[Coordinate labeling data]

* * * * *

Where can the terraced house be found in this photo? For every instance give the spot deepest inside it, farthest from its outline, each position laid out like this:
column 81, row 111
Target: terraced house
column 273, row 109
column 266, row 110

* * * * *

WHAT TO PRODUCE: Please edit the rows above, changing "terraced house" to "row house" everywhere and leaving everything else as it is.

SOLVED EXERCISE:
Where can the row house be found in this photo? For every instance give the spot deepest inside it, farthest from its outline, each position laid out like this:
column 81, row 111
Target: row house
column 273, row 109
column 266, row 110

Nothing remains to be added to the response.